What follows is a set of records; repeat them exactly, without the pictures.

******************************

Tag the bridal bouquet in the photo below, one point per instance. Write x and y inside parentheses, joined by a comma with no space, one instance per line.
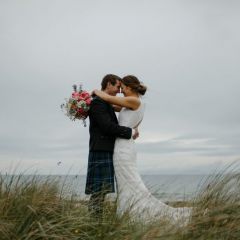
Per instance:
(77,106)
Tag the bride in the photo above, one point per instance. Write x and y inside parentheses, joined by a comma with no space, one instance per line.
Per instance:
(133,195)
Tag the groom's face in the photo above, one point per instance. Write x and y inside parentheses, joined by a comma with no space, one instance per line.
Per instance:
(114,89)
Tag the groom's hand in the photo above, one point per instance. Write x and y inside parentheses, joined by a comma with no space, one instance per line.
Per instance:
(135,133)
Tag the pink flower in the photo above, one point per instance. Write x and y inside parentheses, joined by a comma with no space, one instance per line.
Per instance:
(88,101)
(84,95)
(75,95)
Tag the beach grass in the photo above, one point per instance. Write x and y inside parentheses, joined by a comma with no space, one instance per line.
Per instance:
(36,209)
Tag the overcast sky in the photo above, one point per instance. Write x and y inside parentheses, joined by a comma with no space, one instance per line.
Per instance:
(186,51)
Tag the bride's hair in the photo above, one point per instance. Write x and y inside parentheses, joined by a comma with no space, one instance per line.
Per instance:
(133,82)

******************************

> _Answer below_:
Tag the bridal bouquet in the photo below, one point per instance. Write x and y inside parentheses, joined by a comma with no space, one instance per line.
Per instance:
(77,106)
Tag the bride in the photo above, one point per instance. Write x and y inside parentheses, joined by a comma with no space, one instance per line.
Per instance:
(133,195)
Tag the groom's face in the photo above, one point per instance. Write x and y inside parentheses, joined by a comma with no space, one instance per line.
Per instance:
(114,89)
Tag the groom's hand in the photo above, one point per instance. Write x and y inside parentheses, joined by a comma with no space, one instance per line.
Per instance:
(135,133)
Tag the pink flower in the photo above, one point per instance. Write x and y inside parentheses, joined by a comma with no space, one instance per line.
Per instance:
(88,101)
(84,95)
(75,95)
Tag the beach grass in the photo above, one point per instance. Write x and y inside parentheses, joined by a comma with no space, one instance per line.
Per instance:
(36,209)
Tag the overcast sky in the photo above, one point per instance. Write x and y inside parentheses, joined by a comma with no space, one instance per line.
Per instance:
(186,51)
Tag the bride's hair in the photo above, one point per instance. Write x and y inside parentheses, joined by a comma with no space, one instance per line.
Per instance:
(133,82)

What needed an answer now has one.